SOURCE PASSAGE –
━━━━━━━━━━━━━━━━━━━━━━━━━━━━━━
Orpah kissed her mother-in-law and then exists the scene and the overall story. What is of interest is the kiss extended by Orpah to Naomi. OT scholar Edward Campbell comments that in Ruth 1:9, “the order is kissing and lamenting; here it is reversed (chiasm). The effect is to bracket artistically the episode of persuasion. Notice also that the kiss in 1:14 goes from Orpah to Naomi, while in 1:9 it was Naomi who kissed the young woman. This is just the signal needed to say that the relationship between Orpah and Naomi is here terminated; we need no further words…to make clear that her Orpah takes her leave. A one-way kiss of farewell is usual in stories of the conclusion of intimate relationships.”[6]

In Ruth 1:15, we find Naomi trying once again to convince Ruth of the wisdom of returning to her homeland of Mo’av. An additional appeal is made that was absent from the previous encouragement provided by Naomi to both Orpah and Ruth. The extra element of persuasion from Naomi was the notation that Orpah had not only returned to her people, but that she had also returned to her god Chemosh, the god worshiped by the Moabites. Huey notes such a statement is significant because “In ancient times it was believed that a deity had power only in the geographical region occupied by his worshipers. Thus to leave one’s land meant separation from one’s god(s). Naomi, though a worshiper of Yahweh, encouraged Ruth to join her sister-in-law and return to her land and to her own “gods.”[7]

Essentially, Naomi after recognizing her previous appeals concerning rest and security found in marriage back in Moab, now attempts to persuade Ruth to return home by appealing to rest and security that Ruth might have believed would come from under the protection of her gods. Ruth’s response to Naomi’s attempt to persuade her return to Moab goes a long way to provide the reader with true insight into the character of Ruth. Block describes Ruth’s response as “among the most memorable in all of Scripture. Few utterances in the Bible match her speech for sheer poetic beauty, and the extraordinary courage and spirituality it expresses.”[8]

She begins her speech with the strong request for Naomi to stop trying to convince her to return to Mo’av with her sister Orpah. The Hebrew word Ruth uses that is often translated as “press” or “entreat” is the word paga. In this context, this word connotes the idea of assailing someone with petitions, something Naomi had certainly been feverishly attempting over the previous several verses. So we have Ruth asking Naomi to cease with the petitions for her to leave and to stop following her. What comes next in Ruth’s speech is truly an amazing statement. Ruth declares “for wherever you go, I will go; and wherever you stay, I will stay. Your people will be my people and your God will be my God. Where you die, I will die; and there I will be buried. May Adonai bring terrible curses on me, and worse ones as well, if anything but death separates you and me.”
━━━━━━━━━━━━━━━━━━━━━━━━━━━━━━
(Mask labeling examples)
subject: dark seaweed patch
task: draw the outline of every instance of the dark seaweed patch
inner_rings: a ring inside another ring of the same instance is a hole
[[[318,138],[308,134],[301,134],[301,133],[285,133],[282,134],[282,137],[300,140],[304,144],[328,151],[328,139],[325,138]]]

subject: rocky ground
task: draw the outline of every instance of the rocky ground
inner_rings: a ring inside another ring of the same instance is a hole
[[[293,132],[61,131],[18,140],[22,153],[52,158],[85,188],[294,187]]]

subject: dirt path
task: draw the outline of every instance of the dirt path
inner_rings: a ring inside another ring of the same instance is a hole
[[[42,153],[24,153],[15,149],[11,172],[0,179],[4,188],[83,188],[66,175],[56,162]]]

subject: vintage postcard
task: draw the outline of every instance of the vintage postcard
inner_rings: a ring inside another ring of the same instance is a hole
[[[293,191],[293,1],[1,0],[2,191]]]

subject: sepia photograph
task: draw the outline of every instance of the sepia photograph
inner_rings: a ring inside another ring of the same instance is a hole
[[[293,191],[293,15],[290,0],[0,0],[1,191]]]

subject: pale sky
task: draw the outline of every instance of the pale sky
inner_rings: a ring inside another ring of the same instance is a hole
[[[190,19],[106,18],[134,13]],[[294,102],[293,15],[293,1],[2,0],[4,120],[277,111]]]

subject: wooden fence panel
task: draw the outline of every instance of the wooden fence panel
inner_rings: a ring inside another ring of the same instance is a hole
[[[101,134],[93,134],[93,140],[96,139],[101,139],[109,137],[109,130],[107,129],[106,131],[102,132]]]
━━━━━━━━━━━━━━━━━━━━━━━━━━━━━━
WRITTEN TASKS –
1. Answer these questions from the commentary on the Book of Ruth:
(a) According to Campbell, who gave the kiss in Ruth 1:9?
(b) To which god did Naomi say Orpah had returned?
(c) Which Hebrew word does Ruth use that is often translated as "press" or "entreat"?
2. Carry the commentary on Ruth's speech forward, beginning after its final sentence.
The mask labeling items are separate material, unrelated to the commentary on Ruth.

RESPONSES TO THE EXERCISE –
1.
(a) Naomi kissed the young woman.
(b) Chemosh, the god worshiped by the Moabites.
(c) Paga.

2.
At the surface, this may seem like a great statement of commitment based on the love Ruth had for her mother-in-law. While that is definitely true, there is much more going on in this statement which we will now explore in some detail. Block provides salient exposition as to what Ruth was declaring. He notes that Ruth

“answers Naomi’s final plea to join Orpah in returning to the people and the god of Moab. With radical self-sacrifice she abandons every base of security that any person, let alone a poor widow, in that cultural context would have clung to: her native homeland, her own people, even her own gods. Like any Near Easterner of her time, she realized that is she would commit herself to Naomi and go home with her, she must also commit herself to Naomi’s people (Israel) and to Naomi’s God (Yahweh).”[9]

This is truly a momentous decision and it presents a major shift in the overall story. No longer is Elimelech or Naomi the focus of the story with their two sons and two daughters-in-law as minor characters in the main plot. Ruth now jumps to the center stage, declaring her
commitment not just to stay with Naomi wherever that may lead, even unto death. Ruth also knowingly declares her commitment to the people of Israel and their God. A Gentile who formerly worshiped the pagan god Chemosh now expresses her faith, albeit small, in Yahweh. This is the definition of God’s hesed being extended to both Naomi and now Ruth. God in His divine sovereignty is paving the way for Ruth to be an important part of His plans, one that would result in the emergence of King David and most importantly, the coming of the Messiah.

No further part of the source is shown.